----- SUPPLIED MATERIAL -----
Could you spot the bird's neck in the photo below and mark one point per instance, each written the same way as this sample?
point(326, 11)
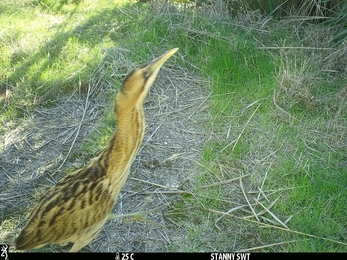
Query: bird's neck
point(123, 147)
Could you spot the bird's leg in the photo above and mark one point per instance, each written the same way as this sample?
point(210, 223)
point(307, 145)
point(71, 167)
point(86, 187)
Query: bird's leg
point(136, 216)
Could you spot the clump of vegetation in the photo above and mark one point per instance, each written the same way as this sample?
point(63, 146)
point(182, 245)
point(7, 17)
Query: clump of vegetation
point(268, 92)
-----
----- SUPPLIED MATERIAL -----
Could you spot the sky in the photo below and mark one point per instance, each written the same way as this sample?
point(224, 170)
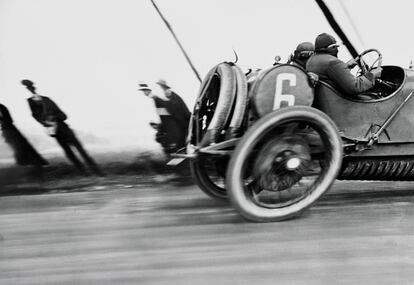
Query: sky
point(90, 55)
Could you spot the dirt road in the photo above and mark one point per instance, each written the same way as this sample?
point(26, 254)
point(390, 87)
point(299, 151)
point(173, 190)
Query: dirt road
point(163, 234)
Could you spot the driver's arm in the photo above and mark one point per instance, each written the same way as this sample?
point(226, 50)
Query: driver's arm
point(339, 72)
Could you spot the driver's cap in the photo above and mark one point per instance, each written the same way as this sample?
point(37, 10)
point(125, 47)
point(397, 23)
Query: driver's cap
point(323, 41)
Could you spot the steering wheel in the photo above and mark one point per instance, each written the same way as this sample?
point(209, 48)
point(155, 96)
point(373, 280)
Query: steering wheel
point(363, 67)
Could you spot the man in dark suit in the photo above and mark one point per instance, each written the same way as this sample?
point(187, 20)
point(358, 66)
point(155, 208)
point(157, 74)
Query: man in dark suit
-----
Rewrite the entries from the line with "Could you spot the driver's cap" to the line with "Query: man in dark suit", swapping "instance" for "occurrence" and keeping everything else the same.

• TASK RESPONSE
Could you spot the driver's cap in the photo above and mark one point per occurrence, each written the same way as this sample?
point(37, 10)
point(125, 47)
point(397, 23)
Query: driver's cap
point(323, 41)
Could you spot the steering wheel in the photo above and mark one point per occurrence, each written the same way as this sample?
point(209, 48)
point(155, 96)
point(373, 280)
Query: steering wheel
point(363, 67)
Could you spot the man in dark suit in the photo above and mark one point per occurrence, each written the same way as this sample?
point(187, 20)
point(358, 66)
point(155, 208)
point(157, 74)
Query: man in dark suit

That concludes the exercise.